*読解文*:
近年、特に通信機器、情報端末においても、システムや各コンポーネントの効率の向上を図るために、ノイズの少ないこれらの電源に替わり、スイッチング方式のDC−DCコンバータが使われはじめている。従来、スイッチング電源が適用されていなかった、例えば携帯型無線端末(携帯電話)などのノイズに敏感な無線回路にもDC−DCコンバータが使われはじめている(例えば、特許文献1,特許文献2参照)。
【0003】
【特許文献1】
特開2001−211640号公報 (第5−14頁、図1−図16)
【特許文献2】
特開平10−243554号公報 (第2−6頁、図1)
【0004】
【発明が解決しようとする課題】
しかしながら、スイッチング方式のDC−DCコンバータはスイッチング周波数に起因するスイッチングノイズやリンギングノイズといった比較的高周波のノイズを発生する。そのため、これらのノイズが無線回路に悪影響を与えるという問題が生じている。

*データ抜粋*:

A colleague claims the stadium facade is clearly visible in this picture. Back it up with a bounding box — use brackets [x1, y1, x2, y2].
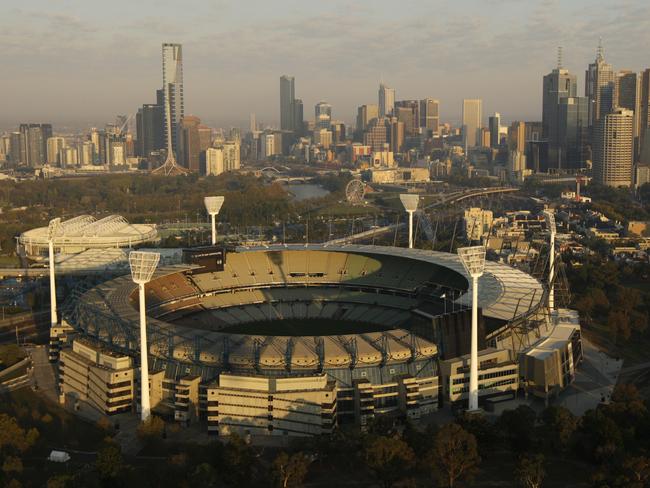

*学習課題*:
A – DC−DCコンバータの文章に出てくる【 】で囲まれた表記を、現れる順にすべて書き出しなさい。
B – DC−DCコンバータの文章の最後の文を受けて、その先を書き進めなさい。

*解答*:
A – 【0003】、【特許文献1】、【特許文献2】、【0004】、【発明が解決しようとする課題】

B –
このように無線回路や通信回路にDC−DCコンバータを適用するに際し、この高周波のノイズを除去あるいは低減する必要があり、通常、次のようにしてノイズの低減を行っている。第1としては、DC−DCコンバータの出力部に数十μF以上の静電容量の出力キャパシタ(出力コンデンサ)を設け広い周波数にわたってノイズを低減するものである。第2としては、送信回路のパワーアンプの出力部に性能の良いバンドパスフィルタを設け、送信周波数以外の周波数成分を取り除くようにするものである。しかしながら、第1の場合はローパスフィルタによっても、スイッチング周波数の例えば数百倍の高周波のリンギングノイズを取り切れずに発生してしまう問題点がある。第2の場合は部品のコストが高いという問題点がある。
【0005】
この発明の目的は、情報端末、通信機器などの無線回路に影響を及ぼすノイズを低減するDC−DCコンバータを提供する。また、基板の実装面積をほとんど増大させることなく、かつ低コストで実現できるDC−DCコンバータを提供する。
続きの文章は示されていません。